** START SUPPLIED DATA **

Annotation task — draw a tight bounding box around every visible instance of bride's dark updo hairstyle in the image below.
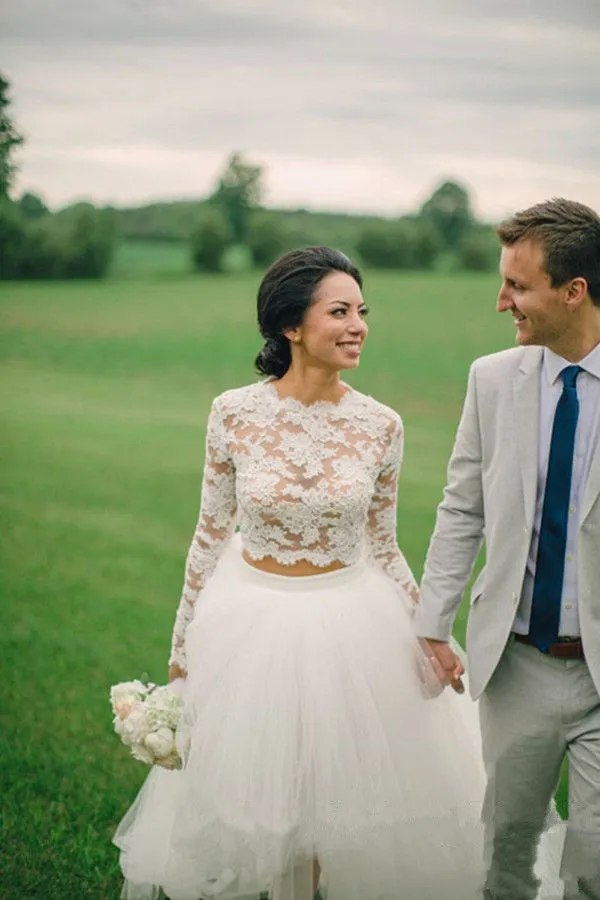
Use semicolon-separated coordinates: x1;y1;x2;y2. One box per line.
255;247;362;378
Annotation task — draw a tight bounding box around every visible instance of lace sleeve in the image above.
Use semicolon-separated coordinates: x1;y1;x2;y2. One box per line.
169;400;236;671
367;418;419;605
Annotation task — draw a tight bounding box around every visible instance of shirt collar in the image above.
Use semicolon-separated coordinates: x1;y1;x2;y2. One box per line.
543;344;600;384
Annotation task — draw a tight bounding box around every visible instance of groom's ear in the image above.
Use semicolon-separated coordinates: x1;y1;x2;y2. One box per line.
283;328;300;344
565;276;590;309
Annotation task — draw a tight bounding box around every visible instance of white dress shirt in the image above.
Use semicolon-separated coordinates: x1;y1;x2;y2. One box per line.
513;344;600;637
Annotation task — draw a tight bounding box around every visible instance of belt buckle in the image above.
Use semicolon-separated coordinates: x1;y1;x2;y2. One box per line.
546;637;583;659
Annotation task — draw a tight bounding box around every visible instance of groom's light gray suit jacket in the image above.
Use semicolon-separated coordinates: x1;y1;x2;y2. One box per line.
415;347;600;697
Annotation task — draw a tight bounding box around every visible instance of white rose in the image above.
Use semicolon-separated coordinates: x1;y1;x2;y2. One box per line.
144;728;175;759
110;680;146;712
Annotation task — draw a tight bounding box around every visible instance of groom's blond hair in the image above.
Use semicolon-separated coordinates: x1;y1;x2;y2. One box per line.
496;197;600;306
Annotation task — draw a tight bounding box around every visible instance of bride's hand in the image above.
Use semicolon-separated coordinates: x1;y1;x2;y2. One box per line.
422;638;465;694
169;664;187;684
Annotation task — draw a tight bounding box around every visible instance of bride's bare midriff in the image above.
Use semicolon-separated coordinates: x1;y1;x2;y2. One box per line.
242;550;346;578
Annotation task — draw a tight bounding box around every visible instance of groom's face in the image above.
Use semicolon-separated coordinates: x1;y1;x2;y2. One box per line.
496;240;569;352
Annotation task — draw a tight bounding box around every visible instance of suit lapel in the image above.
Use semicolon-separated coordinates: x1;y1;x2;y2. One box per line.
514;347;543;528
580;432;600;522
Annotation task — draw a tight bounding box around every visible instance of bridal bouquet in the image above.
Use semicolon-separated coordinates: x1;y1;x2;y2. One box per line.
110;680;182;769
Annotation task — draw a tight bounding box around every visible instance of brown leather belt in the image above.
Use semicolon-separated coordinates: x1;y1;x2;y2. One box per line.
515;634;585;659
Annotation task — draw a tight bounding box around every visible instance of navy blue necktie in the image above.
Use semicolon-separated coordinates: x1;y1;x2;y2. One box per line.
529;366;582;652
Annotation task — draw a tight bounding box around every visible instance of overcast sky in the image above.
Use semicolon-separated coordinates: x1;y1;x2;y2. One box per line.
0;0;600;218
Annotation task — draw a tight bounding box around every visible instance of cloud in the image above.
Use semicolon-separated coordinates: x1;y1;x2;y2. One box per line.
1;0;600;216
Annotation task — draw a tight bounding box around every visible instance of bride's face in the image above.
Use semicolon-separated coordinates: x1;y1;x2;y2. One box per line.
286;272;368;372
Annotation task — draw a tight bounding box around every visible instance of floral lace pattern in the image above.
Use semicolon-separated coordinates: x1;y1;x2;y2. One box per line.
170;381;418;670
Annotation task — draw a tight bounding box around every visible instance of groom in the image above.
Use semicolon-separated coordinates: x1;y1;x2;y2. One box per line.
416;199;600;900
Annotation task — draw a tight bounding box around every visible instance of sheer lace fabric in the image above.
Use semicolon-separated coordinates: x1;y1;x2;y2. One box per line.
170;381;418;670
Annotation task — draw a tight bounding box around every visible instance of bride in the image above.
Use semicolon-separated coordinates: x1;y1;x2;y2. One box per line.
115;247;560;900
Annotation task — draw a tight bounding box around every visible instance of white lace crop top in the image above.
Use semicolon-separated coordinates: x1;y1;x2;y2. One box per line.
170;380;418;670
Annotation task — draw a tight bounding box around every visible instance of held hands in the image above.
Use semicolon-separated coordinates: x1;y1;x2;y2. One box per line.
420;638;465;694
169;663;187;684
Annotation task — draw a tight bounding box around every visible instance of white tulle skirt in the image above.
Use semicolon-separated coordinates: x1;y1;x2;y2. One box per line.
115;541;560;900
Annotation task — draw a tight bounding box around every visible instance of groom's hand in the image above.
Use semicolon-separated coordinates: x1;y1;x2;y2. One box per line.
423;638;465;694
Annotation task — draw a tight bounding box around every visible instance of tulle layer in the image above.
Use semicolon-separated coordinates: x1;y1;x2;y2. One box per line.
115;540;564;900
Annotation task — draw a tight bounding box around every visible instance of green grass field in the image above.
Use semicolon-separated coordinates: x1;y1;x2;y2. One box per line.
0;268;564;900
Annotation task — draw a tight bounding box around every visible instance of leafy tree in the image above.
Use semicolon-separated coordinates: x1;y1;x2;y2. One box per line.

** END SUPPLIED DATA **

WHAT YOU NEED TO DO. Repeat the lines of the listing above from its first line through the line containing "242;550;346;578", including both. Omit the pictures.

REPLY.
Annotation task — draw a tight bounding box around every visible instance of bride's dark updo hairstyle in the image below.
Use semicolon-separated coordinates: x1;y1;x2;y2. One box per line.
255;247;362;378
Annotation task — draw a tight bounding box around every visible instance of lace sleeve in the image above.
Use semicolon-separated coordinates: x1;y1;x2;y2. One box per line.
169;400;236;671
367;418;419;605
Annotation task — draw a tight bounding box around every visible instance of shirt collar in the image above.
Use semicolon-separated coordinates: x1;y1;x2;y2. One box per line.
543;344;600;384
Annotation task — draw a tight bounding box around every visible instance of groom's ear in the image above.
Use semicolon-separated coordinates: x1;y1;x2;y2. One box per line.
283;328;300;344
565;276;590;309
Annotation task — draw a tight bounding box around every visible instance of white dress shirt in the image above.
Use semicolon-separated coordinates: x1;y1;x2;y2. One box per line.
513;344;600;637
Annotation task — draw a tight bounding box around every visible instance of belt buckle in the image above.
Use semicolon-separated coordinates: x1;y1;x2;y2. One box per line.
546;637;583;659
Annotation task — draw a tight bounding box around every visible instance of groom's light gray suit jacket in the image above.
Use semicolon-separated coordinates: x1;y1;x2;y2. One box per line.
415;347;600;697
Annotation task — draw a tight bounding box around every visible instance of white rose in the image above.
Use semicolon-separated coordinates: x1;y1;x2;y2. One box per line.
144;728;175;759
110;680;146;712
Annotation task — draw a tight bounding box around every visible instance of groom's blond hair in the image above.
Use semicolon-separated coordinates: x1;y1;x2;y2. One box per line.
496;197;600;306
Annotation task — draw a tight bounding box around every visible instance of bride's hand in the image above.
Use semicolon-separated coordinates: x1;y1;x2;y2. One box per line.
422;638;465;694
169;664;187;684
Annotation task — draw a tight bounding box around every visible instance of bride's bare midriff in the image above.
Use semicolon-separated coordinates: x1;y1;x2;y2. One box per line.
242;550;346;578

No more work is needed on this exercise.